● **EXTRACTED TEXT**:
_ _ _ _

FTC rules in-person visit not necessary before using telemedicine
The Federal Trade Commission voted on Wednesday to forego its investigation into the Texas Medical Board's telemedicine restrictions because of a recent ruling allowing Texas physicians to use telemedicine with patients they have not yet met in person.
The state law that previously held the in-person requirement had been under legal question since 2015 when Teladoc sued the board for its violation of federal antitrust laws.
The FTC's decision was made possible because the board's new law:
• prevents agencies from creating rules that expect a higher standard of care for telemedicine than in-person visits,
• overrides regulations that block telemedicine before a patient and doctor have established an in-person relationship, and
• repeals a different law that required an in-person visit within an allotted amount of time after an initial telemedicine visit.
“I commend the governor of Texas and the Texas state Legislature for expanding access to healthcare services for Texans through telehealth and telemedicine,” said Maureen Ohlhausen, the acting FTC chairwoman.

_ _ _ _

● **DATA LISTING**:
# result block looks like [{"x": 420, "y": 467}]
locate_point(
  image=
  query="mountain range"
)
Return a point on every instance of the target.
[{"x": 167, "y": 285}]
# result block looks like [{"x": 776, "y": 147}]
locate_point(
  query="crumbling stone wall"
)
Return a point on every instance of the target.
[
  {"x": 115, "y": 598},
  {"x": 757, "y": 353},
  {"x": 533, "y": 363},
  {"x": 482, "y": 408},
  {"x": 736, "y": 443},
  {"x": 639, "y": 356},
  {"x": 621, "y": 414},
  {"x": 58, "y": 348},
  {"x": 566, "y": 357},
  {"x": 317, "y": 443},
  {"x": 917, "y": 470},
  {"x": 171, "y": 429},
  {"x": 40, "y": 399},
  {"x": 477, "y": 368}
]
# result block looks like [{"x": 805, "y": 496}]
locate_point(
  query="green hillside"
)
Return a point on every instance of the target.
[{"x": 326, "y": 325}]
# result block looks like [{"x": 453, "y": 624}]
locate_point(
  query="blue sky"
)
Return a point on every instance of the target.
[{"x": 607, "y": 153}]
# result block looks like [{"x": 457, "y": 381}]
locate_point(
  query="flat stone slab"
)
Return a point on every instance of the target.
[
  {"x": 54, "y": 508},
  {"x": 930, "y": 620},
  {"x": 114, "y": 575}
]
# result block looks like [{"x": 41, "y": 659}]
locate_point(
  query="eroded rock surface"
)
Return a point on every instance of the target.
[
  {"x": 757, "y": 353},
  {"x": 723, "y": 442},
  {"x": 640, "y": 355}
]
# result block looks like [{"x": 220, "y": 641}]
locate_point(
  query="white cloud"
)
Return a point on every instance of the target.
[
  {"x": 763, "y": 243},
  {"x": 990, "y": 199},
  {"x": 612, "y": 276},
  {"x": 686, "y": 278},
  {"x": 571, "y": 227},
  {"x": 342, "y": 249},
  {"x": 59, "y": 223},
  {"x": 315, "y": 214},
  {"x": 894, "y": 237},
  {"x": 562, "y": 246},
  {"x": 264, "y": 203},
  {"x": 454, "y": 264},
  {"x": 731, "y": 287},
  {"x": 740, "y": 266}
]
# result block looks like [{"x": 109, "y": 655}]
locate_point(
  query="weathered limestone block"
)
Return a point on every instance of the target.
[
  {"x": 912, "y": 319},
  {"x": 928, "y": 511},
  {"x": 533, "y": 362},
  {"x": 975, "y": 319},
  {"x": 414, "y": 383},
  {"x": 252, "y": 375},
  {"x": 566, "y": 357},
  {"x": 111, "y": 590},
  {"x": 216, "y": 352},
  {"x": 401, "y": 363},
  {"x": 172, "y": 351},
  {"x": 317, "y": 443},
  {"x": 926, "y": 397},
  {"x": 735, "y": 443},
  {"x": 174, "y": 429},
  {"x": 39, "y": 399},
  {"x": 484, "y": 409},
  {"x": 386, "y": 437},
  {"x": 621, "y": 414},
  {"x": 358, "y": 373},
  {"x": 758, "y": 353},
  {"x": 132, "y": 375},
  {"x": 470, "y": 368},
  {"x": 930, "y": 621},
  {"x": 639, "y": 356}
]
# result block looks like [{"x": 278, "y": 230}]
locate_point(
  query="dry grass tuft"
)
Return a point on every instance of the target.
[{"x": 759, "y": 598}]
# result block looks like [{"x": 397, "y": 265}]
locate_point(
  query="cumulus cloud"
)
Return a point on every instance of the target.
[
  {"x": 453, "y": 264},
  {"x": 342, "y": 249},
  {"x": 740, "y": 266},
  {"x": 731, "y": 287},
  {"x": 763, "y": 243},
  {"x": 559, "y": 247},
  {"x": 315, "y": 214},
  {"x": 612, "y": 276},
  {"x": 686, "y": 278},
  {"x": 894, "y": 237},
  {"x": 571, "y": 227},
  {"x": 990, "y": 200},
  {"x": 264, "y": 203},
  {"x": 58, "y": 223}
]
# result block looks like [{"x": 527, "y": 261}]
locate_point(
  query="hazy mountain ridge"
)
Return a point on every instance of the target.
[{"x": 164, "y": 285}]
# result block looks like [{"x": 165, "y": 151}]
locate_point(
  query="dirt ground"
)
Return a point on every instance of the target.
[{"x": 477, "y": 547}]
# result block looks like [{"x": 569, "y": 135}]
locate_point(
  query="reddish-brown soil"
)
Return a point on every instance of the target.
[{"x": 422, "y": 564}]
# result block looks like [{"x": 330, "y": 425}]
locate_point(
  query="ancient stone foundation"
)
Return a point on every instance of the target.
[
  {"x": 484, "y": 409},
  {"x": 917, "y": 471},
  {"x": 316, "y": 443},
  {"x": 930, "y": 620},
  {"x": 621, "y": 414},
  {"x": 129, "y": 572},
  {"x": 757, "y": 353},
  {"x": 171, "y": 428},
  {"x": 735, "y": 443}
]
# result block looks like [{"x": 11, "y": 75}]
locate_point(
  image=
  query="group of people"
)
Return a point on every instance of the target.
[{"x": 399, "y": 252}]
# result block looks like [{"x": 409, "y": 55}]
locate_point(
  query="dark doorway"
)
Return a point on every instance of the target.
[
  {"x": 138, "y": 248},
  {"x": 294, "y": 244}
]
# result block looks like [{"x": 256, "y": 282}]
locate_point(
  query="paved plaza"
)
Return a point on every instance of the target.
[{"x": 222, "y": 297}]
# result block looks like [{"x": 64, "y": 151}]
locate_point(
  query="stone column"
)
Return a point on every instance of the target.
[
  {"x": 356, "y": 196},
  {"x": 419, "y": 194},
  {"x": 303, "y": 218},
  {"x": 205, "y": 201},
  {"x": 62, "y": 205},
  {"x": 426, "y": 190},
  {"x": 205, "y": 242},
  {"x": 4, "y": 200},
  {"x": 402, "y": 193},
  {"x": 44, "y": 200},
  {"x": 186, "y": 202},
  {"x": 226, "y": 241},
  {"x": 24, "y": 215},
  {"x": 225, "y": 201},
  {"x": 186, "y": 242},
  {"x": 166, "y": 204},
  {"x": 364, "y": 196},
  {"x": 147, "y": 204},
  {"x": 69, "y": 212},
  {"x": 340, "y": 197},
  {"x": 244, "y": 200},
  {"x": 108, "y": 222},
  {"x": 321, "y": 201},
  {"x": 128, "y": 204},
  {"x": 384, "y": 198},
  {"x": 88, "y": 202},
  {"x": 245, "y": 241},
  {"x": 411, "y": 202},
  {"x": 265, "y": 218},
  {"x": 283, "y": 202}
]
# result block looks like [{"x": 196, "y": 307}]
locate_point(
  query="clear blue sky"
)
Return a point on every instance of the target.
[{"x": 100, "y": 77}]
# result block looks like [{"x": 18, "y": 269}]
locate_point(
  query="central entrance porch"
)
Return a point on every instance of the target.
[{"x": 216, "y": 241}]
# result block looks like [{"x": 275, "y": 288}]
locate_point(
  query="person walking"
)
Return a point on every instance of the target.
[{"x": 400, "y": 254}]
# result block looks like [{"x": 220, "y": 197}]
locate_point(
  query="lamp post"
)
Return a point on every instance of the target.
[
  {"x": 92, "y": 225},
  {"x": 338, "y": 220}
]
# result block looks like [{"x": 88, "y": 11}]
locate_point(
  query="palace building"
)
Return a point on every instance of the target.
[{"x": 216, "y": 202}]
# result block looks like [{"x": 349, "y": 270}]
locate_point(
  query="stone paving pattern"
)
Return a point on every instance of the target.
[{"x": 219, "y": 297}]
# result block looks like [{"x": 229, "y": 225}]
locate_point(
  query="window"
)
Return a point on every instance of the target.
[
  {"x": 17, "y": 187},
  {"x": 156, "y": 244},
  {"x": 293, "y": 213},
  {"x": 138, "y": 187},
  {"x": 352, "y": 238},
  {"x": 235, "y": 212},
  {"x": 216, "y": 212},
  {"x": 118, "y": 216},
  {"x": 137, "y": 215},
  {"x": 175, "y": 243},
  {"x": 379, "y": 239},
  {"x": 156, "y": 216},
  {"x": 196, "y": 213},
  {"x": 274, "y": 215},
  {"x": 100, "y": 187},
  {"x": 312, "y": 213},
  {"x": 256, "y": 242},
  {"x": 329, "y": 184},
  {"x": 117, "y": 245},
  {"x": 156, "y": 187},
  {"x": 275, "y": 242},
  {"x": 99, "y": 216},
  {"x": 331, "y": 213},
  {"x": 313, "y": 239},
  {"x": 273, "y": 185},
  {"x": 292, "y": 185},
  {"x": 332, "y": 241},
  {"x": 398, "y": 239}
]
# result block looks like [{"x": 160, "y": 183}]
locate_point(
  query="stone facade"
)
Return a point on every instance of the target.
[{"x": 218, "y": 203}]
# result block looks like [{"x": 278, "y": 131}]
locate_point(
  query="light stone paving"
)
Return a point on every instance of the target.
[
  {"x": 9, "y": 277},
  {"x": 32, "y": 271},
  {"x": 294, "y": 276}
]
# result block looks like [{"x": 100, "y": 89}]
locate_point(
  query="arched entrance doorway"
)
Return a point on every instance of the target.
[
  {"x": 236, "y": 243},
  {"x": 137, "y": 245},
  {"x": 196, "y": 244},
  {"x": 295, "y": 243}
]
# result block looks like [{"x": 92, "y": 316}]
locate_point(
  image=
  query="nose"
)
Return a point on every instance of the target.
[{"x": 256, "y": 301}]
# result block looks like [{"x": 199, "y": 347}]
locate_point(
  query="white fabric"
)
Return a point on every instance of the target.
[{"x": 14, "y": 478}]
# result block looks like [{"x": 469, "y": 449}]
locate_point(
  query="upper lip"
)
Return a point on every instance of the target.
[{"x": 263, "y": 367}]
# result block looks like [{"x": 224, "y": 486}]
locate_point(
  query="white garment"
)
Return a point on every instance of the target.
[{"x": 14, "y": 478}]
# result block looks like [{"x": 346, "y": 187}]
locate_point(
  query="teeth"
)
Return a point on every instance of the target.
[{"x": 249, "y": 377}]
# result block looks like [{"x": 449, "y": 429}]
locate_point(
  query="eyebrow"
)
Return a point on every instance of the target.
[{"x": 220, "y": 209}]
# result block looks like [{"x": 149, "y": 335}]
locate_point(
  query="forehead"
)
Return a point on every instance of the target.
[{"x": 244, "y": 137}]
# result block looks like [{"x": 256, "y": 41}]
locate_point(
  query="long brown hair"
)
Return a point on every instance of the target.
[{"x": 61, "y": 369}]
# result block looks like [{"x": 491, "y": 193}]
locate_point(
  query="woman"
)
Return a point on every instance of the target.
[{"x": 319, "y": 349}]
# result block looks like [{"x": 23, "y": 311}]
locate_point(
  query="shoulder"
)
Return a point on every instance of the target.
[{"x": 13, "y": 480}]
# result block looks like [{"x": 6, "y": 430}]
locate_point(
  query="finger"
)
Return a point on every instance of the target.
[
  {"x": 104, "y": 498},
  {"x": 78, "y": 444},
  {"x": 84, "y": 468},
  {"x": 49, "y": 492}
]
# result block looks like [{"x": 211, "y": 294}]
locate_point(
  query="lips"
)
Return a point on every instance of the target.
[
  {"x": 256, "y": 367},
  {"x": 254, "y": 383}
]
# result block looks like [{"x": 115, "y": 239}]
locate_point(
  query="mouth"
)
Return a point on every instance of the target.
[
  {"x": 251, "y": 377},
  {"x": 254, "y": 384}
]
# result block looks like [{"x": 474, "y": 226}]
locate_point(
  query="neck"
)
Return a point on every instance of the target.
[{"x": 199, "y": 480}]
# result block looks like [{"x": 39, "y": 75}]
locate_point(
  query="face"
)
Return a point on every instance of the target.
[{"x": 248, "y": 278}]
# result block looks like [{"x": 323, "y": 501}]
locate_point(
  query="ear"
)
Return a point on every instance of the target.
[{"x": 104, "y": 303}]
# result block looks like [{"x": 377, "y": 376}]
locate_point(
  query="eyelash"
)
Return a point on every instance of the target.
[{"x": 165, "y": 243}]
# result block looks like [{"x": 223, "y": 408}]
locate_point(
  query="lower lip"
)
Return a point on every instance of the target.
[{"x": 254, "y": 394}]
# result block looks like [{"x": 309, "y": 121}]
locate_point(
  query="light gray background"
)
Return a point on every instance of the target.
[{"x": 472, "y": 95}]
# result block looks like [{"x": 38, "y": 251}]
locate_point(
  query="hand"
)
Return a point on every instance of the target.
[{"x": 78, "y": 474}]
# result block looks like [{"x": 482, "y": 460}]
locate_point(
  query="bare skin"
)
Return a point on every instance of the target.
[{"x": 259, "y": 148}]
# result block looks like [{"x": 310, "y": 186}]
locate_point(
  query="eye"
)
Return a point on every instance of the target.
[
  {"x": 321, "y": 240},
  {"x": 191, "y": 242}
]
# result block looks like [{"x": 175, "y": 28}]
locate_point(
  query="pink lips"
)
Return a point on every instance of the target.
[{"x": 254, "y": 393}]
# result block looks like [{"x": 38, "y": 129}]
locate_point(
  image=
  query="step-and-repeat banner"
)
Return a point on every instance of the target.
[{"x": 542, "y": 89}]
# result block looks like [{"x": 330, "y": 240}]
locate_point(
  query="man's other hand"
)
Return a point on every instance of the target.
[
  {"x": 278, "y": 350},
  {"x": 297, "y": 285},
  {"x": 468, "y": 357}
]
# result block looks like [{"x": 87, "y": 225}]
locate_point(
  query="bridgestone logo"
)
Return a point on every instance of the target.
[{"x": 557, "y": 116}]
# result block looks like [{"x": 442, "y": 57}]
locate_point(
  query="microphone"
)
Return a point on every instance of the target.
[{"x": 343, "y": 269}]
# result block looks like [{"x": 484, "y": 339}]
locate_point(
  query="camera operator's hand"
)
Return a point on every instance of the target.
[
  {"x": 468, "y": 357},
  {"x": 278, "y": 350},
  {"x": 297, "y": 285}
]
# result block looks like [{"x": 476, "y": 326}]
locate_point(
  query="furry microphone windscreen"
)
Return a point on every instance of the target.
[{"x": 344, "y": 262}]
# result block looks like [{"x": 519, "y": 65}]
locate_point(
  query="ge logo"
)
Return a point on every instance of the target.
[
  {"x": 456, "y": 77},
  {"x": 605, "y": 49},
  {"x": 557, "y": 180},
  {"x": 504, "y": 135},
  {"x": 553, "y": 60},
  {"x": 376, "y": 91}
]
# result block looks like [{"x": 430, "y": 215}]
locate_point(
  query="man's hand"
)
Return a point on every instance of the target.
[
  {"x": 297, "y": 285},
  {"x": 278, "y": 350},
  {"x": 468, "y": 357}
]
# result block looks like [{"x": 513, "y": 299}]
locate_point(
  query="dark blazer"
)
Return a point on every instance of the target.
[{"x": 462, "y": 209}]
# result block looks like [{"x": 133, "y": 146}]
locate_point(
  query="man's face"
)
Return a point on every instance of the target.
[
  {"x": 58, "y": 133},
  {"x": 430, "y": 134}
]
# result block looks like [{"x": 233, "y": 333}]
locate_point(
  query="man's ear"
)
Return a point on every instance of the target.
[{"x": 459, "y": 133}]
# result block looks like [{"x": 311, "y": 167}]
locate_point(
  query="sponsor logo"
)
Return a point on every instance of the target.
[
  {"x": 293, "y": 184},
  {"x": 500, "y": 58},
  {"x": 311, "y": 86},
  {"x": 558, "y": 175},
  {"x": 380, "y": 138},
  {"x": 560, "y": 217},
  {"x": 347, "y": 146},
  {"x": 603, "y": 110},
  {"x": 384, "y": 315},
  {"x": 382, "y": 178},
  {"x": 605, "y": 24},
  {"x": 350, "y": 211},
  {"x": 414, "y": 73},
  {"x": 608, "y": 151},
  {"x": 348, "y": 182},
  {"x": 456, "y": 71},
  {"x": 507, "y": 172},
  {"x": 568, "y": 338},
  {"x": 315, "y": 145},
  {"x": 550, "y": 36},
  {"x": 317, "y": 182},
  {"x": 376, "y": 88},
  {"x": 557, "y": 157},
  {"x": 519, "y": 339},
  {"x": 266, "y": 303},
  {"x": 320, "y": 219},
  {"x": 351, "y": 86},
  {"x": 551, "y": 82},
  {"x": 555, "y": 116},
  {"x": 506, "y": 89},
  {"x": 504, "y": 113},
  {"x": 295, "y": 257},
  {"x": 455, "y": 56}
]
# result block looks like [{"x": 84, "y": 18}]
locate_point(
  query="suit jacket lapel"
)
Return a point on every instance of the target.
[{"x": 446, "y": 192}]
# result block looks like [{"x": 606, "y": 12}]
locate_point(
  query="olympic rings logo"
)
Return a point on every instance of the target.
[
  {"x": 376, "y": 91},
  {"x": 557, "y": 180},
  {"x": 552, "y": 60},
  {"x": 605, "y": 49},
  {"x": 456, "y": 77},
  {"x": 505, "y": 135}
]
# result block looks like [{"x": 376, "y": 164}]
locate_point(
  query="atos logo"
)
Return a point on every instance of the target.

_ _ _ _

● **REQUIRED ACTION**: In the article on the FTC's telemedicine ruling, who is quoted commending the governor of Texas? Please include the title the article gives that person.

● **SOLUTION TO THIS TASK**: Maureen Ohlhausen, the acting FTC chairwoman.